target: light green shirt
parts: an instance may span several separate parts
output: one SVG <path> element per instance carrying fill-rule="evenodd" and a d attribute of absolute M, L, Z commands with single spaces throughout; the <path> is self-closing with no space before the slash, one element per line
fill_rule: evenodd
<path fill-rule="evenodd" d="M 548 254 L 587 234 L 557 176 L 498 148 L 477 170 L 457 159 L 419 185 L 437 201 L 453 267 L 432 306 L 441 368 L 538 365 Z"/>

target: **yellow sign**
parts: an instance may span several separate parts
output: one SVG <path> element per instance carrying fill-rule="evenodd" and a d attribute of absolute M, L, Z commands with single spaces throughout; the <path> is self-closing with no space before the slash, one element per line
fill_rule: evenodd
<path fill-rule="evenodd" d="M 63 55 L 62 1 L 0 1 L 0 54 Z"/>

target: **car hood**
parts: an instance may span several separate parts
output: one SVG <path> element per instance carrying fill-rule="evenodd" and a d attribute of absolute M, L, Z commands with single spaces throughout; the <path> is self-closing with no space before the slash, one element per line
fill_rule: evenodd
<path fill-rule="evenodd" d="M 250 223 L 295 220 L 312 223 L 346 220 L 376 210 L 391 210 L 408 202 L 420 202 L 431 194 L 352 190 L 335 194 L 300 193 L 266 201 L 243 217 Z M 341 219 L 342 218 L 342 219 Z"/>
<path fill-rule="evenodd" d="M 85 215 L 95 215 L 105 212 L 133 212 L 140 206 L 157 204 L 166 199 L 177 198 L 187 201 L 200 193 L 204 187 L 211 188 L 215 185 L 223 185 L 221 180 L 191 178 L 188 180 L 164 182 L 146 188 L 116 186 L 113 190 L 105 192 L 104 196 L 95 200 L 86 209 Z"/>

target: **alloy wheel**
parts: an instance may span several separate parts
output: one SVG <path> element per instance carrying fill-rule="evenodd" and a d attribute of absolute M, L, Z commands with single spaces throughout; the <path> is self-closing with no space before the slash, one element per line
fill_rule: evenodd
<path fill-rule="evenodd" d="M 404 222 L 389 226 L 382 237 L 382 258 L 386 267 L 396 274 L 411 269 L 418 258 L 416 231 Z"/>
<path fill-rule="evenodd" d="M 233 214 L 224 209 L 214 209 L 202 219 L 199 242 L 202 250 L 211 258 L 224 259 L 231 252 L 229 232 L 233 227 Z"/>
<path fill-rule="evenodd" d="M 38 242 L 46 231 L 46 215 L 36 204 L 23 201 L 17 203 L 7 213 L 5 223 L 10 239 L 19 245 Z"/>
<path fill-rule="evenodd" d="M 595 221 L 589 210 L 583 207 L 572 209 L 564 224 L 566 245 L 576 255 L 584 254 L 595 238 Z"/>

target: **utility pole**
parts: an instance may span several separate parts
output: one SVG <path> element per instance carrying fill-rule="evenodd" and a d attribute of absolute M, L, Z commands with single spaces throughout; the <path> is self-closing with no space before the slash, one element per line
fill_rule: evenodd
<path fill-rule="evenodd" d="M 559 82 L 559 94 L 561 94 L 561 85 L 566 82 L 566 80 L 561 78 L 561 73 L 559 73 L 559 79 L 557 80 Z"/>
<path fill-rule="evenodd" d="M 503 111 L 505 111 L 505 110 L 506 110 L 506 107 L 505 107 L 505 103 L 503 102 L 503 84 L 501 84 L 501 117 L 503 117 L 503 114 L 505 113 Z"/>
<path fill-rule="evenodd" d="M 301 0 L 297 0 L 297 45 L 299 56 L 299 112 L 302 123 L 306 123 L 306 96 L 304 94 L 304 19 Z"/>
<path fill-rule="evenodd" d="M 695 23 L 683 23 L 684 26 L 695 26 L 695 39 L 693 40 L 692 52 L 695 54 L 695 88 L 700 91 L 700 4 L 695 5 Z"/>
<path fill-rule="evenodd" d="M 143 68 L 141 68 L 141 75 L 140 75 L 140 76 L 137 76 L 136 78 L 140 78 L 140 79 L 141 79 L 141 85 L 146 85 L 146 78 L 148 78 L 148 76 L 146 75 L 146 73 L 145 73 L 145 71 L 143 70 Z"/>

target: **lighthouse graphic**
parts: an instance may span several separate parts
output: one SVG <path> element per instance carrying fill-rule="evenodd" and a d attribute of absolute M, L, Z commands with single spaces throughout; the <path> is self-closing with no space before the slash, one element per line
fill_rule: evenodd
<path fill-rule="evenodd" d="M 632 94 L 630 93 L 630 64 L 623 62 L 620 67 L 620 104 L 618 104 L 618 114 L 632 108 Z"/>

- - - -

Each line in the listing is to be returned exactly.

■ **WRITTEN SOLUTION**:
target: light green shirt
parts: an instance may span several separate parts
output: one SVG <path> element per instance carrying fill-rule="evenodd" and a d attribute of absolute M, L, Z commands with single spaces throughout; the <path> is self-closing with no space before the slash, one element per line
fill_rule: evenodd
<path fill-rule="evenodd" d="M 548 254 L 587 234 L 557 176 L 498 148 L 477 170 L 457 159 L 419 185 L 437 201 L 453 267 L 432 306 L 441 368 L 538 365 Z"/>

target: **yellow sign**
parts: an instance may span several separate parts
output: one SVG <path> element per instance carrying fill-rule="evenodd" and a d attribute of absolute M, L, Z commands with single spaces throughout; the <path> is self-closing with no space before the slash, one element per line
fill_rule: evenodd
<path fill-rule="evenodd" d="M 63 55 L 62 1 L 0 1 L 0 54 Z"/>

target: **car hood**
parts: an instance may span several separate parts
output: one SVG <path> element per instance carrying fill-rule="evenodd" and a d attribute of absolute M, L, Z commands with single spaces throughout; the <path> is self-closing with no space before the slash, one element per line
fill_rule: evenodd
<path fill-rule="evenodd" d="M 250 223 L 295 220 L 312 223 L 346 220 L 376 210 L 391 210 L 408 202 L 420 202 L 431 194 L 352 190 L 335 194 L 300 193 L 266 201 L 243 217 Z M 341 219 L 342 218 L 342 219 Z"/>
<path fill-rule="evenodd" d="M 85 215 L 95 215 L 105 212 L 133 212 L 140 206 L 157 204 L 166 199 L 177 198 L 187 201 L 200 193 L 204 187 L 211 188 L 215 185 L 223 185 L 221 180 L 191 178 L 188 180 L 164 182 L 146 188 L 116 186 L 113 190 L 105 192 L 104 196 L 95 200 L 86 209 Z"/>

target: **alloy wheel**
parts: an instance may span several separate parts
output: one SVG <path> element per instance carrying fill-rule="evenodd" and a d attribute of absolute M, L, Z commands with single spaces throughout; the <path> is self-closing with no space before the slash, one element per line
fill_rule: evenodd
<path fill-rule="evenodd" d="M 404 222 L 389 226 L 382 237 L 382 258 L 386 267 L 396 274 L 411 269 L 418 258 L 416 231 Z"/>
<path fill-rule="evenodd" d="M 233 214 L 224 209 L 214 209 L 202 219 L 199 242 L 202 250 L 211 258 L 224 259 L 231 252 L 229 232 L 233 227 Z"/>
<path fill-rule="evenodd" d="M 38 242 L 46 231 L 46 215 L 36 204 L 23 201 L 17 203 L 7 213 L 5 223 L 10 239 L 19 245 Z"/>
<path fill-rule="evenodd" d="M 595 221 L 589 210 L 583 207 L 572 209 L 564 224 L 566 245 L 576 255 L 584 254 L 595 238 Z"/>

target: **utility pole**
parts: an instance may span several separate parts
output: one SVG <path> element per instance carrying fill-rule="evenodd" and a d attribute of absolute M, L, Z commands with single spaces throughout; the <path> is self-closing with no space before the slash, one element per line
fill_rule: evenodd
<path fill-rule="evenodd" d="M 559 82 L 559 94 L 561 94 L 561 85 L 566 82 L 566 80 L 561 78 L 561 73 L 559 73 L 559 79 L 557 80 Z"/>
<path fill-rule="evenodd" d="M 503 111 L 505 111 L 505 110 L 506 110 L 506 107 L 505 107 L 505 103 L 503 102 L 503 84 L 501 84 L 501 117 L 503 117 L 503 114 L 505 113 Z"/>
<path fill-rule="evenodd" d="M 301 0 L 297 0 L 297 45 L 299 56 L 299 112 L 302 123 L 306 123 L 306 96 L 304 94 L 304 19 Z"/>
<path fill-rule="evenodd" d="M 695 23 L 683 23 L 684 26 L 695 26 L 695 39 L 693 40 L 692 52 L 695 54 L 695 88 L 700 91 L 700 4 L 695 5 Z"/>
<path fill-rule="evenodd" d="M 143 68 L 141 68 L 141 75 L 140 75 L 140 76 L 137 76 L 136 78 L 140 78 L 140 79 L 141 79 L 141 85 L 146 85 L 146 78 L 148 78 L 148 76 L 146 75 L 146 73 L 145 73 L 145 71 L 143 70 Z"/>

target: **lighthouse graphic**
parts: an instance may span several separate parts
output: one SVG <path> element per instance carrying fill-rule="evenodd" and a d attribute of absolute M, L, Z commands with single spaces throughout; the <path> is self-closing with no space before the slash, one element per line
fill_rule: evenodd
<path fill-rule="evenodd" d="M 632 94 L 630 93 L 630 64 L 623 62 L 620 67 L 620 104 L 618 104 L 618 114 L 632 108 Z"/>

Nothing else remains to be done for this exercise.